• _Task item_: From the text on the Digit robot, transcribe the passage that begins at the words "The clear question, though, is" and stops after "boxes show up.".

• _Text excerpt_:
== Segment start ==

The highlights here for me are really in the combination of legged mobility and object manipulation. Right at the beginning of the video, you see Digit squatting all the way down, grasping a tote bin, shuffling backwards to get the bin out from under the counter, and then standing again. There's an unfortunate cut there, but the sequence is shown again at 0:44, and you can see how Digit pulls the tote towards itself and then regrasps it before lifting. Clever. And at 1:20, the robot gives a tote that it just placed on a shelf a little nudge with one arm to make sure it's in the right spot.

These are all very small things, but I think of them as highlights because all of the big things seem to be more or less solved in this scenario. Digit has no problem lifting things, walking around, and not mowing over the occasional human, and once that stuff is all sorted, whether the robot is able to effectively work in an environment like this is to some extent reflected in all of these other little human-obvious things that often make the difference between success and failure.
The clear question, though, is why Digit (or, more broadly, any bipedal robot) is the right robot to be doing this kind of job. There are other robots out there already doing tasks like these in warehouses, and they generally have wheeled bases and manipulation systems specifically designed to move totes and do nothing else. If you were to use one of those robots instead of Digit, my guess is that you'd pay less for it, it would be somewhat safer, and it would likely do the job more efficiently. Fundamentally, Digit can't out box-move a box-moving robot. But the critical thing to consider here is that as soon as you run out of boxes to move, Digit can do all kinds of other things thanks to its versatile humanoid design, while your box-moving robot can only sit in the corner and be sad until more boxes show up.
“We did not set out to build a humanoid robot. We set out to solve mobility.”
—Agility CTO Jonathan Hurst
“Digit is very, very flexible automation,” Agility CTO Jonathan Hurst told us when we asked him about this. “The value of what we're doing is in generality, and having a robot that's going be able to work carrying totes for three or four hours, then go unload boxes from trailers for three or four hours, keep up with you if you change your workflow entirely. Many of these spaces are designed specifically around the human form factor, and it's possible for a robot like Digit to do all of these different boring, repetitive jobs. And then when things get complicated, humans are still doing it.”

== Segment end ==

• _Recorded information_:
== Segment start ==

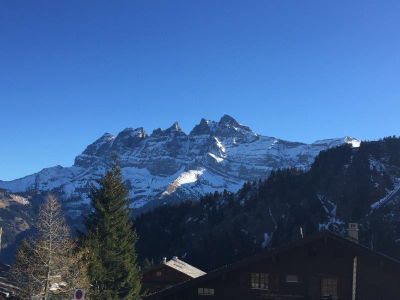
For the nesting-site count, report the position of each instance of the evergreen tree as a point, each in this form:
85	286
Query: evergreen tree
110	241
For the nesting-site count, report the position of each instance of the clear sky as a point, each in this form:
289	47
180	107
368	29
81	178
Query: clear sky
71	70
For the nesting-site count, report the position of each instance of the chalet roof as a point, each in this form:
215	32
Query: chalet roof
268	253
184	267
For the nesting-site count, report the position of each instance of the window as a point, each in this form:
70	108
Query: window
259	281
205	292
329	288
292	278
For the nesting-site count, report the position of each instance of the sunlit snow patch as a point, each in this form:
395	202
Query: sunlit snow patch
190	176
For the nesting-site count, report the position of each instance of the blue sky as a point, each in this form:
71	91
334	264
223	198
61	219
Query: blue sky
299	70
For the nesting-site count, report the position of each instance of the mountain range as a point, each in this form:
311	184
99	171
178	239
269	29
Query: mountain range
169	165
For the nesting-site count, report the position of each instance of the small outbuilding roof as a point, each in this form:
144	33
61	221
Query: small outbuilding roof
184	267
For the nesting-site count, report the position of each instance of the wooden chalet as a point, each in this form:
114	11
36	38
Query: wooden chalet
167	274
323	266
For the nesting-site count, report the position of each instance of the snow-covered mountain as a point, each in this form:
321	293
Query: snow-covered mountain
170	165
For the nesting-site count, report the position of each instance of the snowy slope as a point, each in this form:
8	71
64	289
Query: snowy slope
170	164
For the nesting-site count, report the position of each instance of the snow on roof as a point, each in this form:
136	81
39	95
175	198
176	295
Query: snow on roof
184	267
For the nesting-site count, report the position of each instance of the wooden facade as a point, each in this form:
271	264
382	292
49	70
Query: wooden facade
325	266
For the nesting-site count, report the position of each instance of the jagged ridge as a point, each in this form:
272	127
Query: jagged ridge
170	165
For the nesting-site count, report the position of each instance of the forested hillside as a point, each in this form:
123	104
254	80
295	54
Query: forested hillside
344	185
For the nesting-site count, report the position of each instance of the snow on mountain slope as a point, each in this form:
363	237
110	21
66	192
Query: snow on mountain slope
172	164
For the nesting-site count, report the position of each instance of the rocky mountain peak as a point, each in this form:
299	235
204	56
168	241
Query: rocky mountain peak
203	128
228	121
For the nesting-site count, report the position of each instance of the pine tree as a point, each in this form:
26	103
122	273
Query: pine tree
111	240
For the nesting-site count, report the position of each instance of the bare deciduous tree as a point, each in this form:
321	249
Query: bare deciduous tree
49	264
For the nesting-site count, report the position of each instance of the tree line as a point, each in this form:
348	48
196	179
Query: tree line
102	261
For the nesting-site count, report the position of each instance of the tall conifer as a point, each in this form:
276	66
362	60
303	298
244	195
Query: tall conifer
110	241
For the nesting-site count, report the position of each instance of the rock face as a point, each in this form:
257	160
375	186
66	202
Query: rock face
170	165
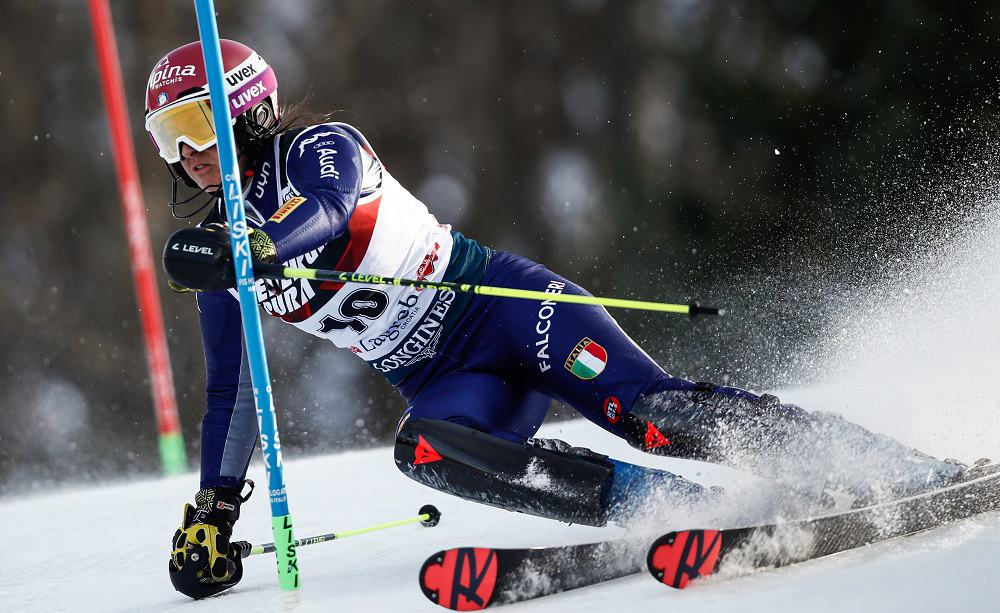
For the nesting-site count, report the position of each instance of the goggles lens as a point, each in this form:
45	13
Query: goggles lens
185	122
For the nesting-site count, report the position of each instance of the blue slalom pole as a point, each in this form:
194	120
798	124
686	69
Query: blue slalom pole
270	443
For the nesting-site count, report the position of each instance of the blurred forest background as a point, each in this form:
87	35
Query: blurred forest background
779	159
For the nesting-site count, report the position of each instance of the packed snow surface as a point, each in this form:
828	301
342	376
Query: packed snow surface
918	362
106	549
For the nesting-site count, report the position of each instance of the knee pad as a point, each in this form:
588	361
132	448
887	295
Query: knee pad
478	466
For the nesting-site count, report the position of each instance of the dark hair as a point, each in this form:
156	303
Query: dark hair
295	115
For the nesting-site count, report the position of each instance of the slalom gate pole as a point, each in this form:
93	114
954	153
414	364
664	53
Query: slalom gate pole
270	442
429	517
277	271
173	458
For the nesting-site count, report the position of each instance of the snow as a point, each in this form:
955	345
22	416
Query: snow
920	367
106	549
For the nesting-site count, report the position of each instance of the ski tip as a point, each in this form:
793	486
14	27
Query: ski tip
676	558
433	515
461	579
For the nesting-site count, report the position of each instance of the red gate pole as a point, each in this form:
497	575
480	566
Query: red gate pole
172	454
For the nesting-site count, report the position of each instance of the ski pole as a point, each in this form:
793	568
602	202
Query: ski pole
428	516
260	376
277	271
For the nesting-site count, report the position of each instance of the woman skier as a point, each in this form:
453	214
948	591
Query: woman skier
478	373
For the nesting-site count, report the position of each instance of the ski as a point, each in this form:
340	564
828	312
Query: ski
676	558
474	578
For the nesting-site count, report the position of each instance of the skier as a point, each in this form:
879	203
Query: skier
478	373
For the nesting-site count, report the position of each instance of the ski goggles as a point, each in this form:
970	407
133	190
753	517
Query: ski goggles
188	121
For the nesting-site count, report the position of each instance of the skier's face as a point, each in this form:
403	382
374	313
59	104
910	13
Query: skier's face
201	166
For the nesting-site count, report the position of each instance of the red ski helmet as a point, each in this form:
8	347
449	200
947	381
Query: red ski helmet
178	107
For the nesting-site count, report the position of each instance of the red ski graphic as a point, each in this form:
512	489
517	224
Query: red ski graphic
424	453
462	579
678	557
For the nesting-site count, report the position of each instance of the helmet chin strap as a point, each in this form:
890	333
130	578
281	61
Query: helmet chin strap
212	193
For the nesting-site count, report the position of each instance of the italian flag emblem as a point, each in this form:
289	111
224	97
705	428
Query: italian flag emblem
587	360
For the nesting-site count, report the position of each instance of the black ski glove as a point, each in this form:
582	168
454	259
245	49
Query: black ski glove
202	560
200	258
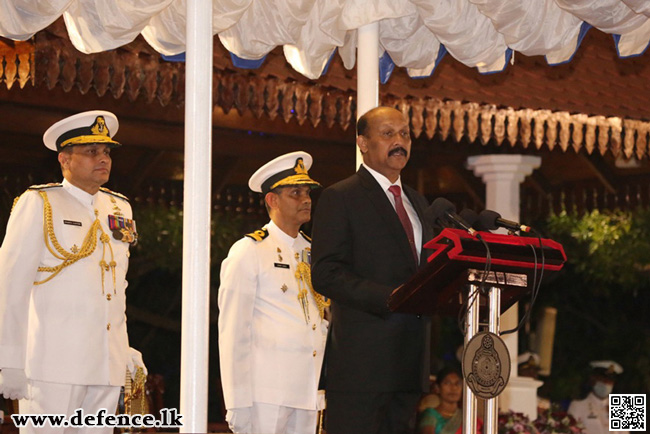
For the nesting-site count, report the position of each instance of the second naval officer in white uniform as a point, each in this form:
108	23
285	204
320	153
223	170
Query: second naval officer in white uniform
63	263
272	329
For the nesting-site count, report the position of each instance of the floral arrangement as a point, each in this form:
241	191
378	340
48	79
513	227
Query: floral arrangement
553	421
515	423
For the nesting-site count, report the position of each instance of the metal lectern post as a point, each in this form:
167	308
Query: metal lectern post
491	405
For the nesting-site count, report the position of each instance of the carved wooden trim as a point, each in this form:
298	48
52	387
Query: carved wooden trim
136	71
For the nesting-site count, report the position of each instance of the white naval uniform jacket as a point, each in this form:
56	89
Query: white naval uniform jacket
67	330
268	353
593	413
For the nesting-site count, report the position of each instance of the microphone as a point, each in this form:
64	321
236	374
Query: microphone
443	211
492	220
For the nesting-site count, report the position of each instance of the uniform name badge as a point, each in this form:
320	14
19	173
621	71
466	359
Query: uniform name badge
123	229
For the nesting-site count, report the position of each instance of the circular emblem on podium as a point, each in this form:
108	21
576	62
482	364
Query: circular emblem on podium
486	365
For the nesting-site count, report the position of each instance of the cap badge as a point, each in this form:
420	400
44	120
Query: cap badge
300	167
99	128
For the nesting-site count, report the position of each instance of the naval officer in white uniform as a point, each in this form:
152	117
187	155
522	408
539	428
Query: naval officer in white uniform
272	329
63	263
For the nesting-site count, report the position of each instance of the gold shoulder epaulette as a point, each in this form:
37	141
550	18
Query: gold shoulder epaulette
114	193
44	186
259	234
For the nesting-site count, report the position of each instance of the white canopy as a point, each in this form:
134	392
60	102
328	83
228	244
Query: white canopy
412	33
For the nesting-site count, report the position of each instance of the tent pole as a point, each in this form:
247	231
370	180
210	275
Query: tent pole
196	221
367	71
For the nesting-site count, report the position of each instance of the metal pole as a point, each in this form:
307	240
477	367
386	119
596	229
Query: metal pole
367	71
492	405
469	400
196	221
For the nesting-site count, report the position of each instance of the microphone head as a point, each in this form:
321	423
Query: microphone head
469	216
487	220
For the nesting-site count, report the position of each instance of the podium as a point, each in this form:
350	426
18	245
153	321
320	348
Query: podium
485	275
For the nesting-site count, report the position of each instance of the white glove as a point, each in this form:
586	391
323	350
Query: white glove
134	361
239	420
13	383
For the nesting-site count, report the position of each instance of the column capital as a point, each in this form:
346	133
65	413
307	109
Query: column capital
503	166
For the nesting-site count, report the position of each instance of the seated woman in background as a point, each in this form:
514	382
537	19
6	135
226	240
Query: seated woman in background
447	417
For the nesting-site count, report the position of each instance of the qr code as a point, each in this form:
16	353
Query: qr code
627	412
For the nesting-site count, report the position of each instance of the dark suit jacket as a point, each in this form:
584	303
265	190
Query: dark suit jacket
360	255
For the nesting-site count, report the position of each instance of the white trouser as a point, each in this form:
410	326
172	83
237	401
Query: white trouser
55	398
272	419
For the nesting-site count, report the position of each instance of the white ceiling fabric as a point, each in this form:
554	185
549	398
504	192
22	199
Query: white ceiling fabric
478	33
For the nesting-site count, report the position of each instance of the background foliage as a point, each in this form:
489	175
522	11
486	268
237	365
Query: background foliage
602	297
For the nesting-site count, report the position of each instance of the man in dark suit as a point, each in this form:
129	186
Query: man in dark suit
367	241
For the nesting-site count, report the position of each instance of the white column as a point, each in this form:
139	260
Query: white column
503	175
196	221
367	72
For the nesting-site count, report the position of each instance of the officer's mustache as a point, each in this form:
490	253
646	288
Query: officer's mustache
398	150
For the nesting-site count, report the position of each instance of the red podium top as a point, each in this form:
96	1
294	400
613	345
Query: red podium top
435	288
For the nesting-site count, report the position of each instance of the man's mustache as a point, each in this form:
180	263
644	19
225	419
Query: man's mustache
398	150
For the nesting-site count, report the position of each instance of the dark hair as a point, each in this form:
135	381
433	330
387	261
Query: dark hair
446	371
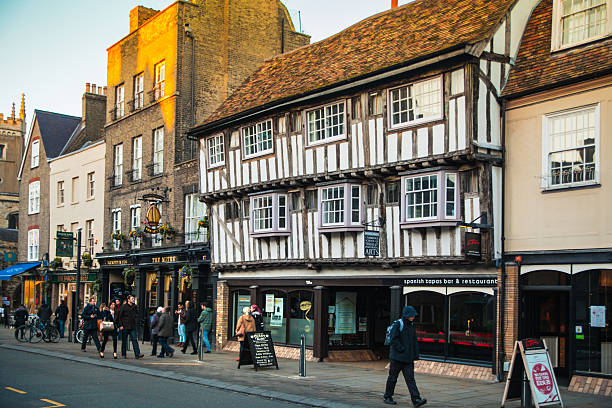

== Segment end ==

• _Solution for this problem_:
The clear question, though, is why Digit (or, more broadly, any bipedal robot) is the right robot to be doing this kind of job. There are other robots out there already doing tasks like these in warehouses, and they generally have wheeled bases and manipulation systems specifically designed to move totes and do nothing else. If you were to use one of those robots instead of Digit, my guess is that you'd pay less for it, it would be somewhat safer, and it would likely do the job more efficiently. Fundamentally, Digit can't out box-move a box-moving robot. But the critical thing to consider here is that as soon as you run out of boxes to move, Digit can do all kinds of other things thanks to its versatile humanoid design, while your box-moving robot can only sit in the corner and be sad until more boxes show up.